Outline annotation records
"""
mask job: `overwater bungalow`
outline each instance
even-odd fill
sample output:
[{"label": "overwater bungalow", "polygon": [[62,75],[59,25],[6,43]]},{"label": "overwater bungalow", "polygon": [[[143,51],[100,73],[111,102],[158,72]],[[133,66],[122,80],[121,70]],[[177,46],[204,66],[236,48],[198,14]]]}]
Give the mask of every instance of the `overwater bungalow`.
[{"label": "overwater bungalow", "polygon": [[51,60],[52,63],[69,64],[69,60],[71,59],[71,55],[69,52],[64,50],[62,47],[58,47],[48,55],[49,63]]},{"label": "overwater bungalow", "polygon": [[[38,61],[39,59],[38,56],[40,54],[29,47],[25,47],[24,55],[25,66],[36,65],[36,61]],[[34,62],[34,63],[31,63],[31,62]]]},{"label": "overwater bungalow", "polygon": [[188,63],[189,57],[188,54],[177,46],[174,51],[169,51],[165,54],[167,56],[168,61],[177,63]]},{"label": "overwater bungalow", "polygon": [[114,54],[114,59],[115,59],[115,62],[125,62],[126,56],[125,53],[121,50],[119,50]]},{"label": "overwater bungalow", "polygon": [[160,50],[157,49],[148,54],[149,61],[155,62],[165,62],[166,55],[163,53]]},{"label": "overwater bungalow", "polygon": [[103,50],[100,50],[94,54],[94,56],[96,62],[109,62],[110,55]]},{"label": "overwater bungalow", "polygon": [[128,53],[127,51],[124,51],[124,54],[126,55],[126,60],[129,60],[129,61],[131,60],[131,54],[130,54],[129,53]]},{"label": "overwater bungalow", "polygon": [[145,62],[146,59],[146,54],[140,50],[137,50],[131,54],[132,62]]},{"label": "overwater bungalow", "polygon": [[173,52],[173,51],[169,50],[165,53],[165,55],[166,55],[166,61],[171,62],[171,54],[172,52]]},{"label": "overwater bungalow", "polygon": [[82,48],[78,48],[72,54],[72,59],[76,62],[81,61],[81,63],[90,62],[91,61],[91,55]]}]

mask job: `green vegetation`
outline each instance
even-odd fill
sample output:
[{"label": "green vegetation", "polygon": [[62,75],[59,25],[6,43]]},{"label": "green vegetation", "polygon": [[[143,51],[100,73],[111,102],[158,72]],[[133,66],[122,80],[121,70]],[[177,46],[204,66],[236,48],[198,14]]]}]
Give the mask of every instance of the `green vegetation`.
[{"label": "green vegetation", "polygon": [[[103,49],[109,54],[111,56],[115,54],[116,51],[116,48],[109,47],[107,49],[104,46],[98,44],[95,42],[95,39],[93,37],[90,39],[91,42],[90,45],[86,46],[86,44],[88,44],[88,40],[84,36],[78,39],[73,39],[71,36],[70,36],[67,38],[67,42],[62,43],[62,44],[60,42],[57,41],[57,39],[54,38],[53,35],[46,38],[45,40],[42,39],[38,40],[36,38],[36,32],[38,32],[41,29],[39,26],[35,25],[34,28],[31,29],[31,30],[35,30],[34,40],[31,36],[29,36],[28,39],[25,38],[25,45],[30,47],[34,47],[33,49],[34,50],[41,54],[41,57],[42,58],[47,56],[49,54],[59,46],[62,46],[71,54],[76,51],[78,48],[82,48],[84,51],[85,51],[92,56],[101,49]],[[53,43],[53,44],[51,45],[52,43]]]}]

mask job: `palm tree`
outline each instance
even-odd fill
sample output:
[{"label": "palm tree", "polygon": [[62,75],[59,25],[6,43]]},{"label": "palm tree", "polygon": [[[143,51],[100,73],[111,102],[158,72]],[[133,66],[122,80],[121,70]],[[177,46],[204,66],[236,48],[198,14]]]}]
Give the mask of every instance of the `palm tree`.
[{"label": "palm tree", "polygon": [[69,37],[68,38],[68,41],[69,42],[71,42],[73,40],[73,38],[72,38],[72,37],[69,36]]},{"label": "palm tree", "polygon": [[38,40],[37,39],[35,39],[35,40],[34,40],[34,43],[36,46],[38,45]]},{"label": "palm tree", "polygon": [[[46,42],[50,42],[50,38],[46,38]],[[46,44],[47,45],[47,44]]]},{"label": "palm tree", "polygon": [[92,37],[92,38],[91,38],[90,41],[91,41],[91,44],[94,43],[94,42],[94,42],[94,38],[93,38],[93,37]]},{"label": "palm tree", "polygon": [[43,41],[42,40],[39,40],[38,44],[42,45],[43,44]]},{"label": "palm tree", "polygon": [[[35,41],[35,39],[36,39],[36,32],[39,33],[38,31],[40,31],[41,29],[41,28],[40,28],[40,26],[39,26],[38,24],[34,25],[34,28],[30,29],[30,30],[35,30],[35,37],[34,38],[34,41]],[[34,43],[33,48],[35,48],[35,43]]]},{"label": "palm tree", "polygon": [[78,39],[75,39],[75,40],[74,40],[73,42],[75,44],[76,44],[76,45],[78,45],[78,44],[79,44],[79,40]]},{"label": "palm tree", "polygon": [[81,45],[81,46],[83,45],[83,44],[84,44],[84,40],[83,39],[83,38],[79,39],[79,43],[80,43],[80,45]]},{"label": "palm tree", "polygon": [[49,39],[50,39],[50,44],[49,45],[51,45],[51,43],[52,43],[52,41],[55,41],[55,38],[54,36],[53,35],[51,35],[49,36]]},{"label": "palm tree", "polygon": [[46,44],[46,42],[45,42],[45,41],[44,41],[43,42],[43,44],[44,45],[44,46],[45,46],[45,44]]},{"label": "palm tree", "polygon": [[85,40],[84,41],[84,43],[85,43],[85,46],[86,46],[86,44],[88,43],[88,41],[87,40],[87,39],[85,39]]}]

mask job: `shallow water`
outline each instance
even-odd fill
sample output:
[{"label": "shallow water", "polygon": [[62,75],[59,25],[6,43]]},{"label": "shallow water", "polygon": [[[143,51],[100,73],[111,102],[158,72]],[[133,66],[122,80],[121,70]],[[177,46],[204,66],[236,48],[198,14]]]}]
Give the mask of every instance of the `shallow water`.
"""
"""
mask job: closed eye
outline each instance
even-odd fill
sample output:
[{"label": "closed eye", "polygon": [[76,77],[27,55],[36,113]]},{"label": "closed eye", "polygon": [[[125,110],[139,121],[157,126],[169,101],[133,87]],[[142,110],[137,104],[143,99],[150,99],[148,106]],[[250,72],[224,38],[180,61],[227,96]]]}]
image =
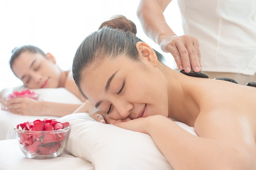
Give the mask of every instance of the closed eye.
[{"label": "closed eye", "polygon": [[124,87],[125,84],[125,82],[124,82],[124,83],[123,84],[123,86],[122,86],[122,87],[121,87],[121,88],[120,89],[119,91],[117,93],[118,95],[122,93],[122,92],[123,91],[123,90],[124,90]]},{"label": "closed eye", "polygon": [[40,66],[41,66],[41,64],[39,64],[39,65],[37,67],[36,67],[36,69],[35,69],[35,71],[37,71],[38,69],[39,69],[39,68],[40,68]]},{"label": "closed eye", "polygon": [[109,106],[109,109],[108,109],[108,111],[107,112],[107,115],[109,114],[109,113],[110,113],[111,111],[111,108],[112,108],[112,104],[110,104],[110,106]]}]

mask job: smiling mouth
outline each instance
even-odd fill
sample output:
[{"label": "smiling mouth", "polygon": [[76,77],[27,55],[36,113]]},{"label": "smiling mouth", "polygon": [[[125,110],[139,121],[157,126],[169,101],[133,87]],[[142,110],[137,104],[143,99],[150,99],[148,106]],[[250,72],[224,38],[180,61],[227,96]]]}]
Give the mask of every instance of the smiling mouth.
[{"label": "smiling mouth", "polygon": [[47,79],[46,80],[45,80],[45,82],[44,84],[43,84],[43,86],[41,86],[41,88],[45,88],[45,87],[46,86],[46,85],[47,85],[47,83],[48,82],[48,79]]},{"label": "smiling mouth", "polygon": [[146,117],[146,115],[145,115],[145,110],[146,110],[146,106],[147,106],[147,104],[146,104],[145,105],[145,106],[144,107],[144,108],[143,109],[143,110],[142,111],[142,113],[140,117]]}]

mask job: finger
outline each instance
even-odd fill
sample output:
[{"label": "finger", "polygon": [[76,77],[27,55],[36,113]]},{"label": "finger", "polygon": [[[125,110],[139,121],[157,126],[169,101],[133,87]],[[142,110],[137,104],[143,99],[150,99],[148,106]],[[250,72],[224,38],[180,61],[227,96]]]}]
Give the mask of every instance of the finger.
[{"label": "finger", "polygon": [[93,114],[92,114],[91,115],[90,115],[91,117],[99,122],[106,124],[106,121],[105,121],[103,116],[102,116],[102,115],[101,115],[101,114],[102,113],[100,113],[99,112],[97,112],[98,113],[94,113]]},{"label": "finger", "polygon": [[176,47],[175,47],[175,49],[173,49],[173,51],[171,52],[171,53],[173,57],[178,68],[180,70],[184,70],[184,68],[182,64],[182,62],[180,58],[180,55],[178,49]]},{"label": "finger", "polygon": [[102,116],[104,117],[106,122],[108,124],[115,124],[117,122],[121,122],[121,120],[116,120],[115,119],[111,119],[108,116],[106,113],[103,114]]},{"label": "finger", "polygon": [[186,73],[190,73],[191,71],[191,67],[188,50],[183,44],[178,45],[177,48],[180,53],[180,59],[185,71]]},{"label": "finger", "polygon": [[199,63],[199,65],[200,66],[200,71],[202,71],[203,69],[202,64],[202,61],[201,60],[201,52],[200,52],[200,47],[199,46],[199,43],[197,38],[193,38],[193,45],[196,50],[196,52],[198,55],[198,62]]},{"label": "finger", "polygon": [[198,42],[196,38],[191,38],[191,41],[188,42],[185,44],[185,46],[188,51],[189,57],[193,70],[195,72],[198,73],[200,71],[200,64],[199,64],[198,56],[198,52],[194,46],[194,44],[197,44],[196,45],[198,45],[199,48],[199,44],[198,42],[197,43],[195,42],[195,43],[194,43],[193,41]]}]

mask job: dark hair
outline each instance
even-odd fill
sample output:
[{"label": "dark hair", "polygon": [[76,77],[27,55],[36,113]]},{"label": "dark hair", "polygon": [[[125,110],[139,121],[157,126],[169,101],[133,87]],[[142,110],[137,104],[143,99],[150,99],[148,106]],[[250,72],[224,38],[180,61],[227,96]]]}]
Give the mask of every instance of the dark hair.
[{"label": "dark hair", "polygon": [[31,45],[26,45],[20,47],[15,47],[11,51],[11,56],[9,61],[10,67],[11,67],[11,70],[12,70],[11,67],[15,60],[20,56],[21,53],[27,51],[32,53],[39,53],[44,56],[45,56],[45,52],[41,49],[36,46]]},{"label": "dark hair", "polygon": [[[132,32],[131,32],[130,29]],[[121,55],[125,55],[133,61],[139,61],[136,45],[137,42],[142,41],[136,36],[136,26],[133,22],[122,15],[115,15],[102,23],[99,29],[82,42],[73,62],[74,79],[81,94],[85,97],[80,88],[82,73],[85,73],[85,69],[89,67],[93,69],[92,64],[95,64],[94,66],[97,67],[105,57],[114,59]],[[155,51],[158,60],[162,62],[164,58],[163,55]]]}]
"""
PROBLEM:
Count the lines in the rows above that contain the string "hair". Reply with the number only.

SOLVED EXERCISE:
4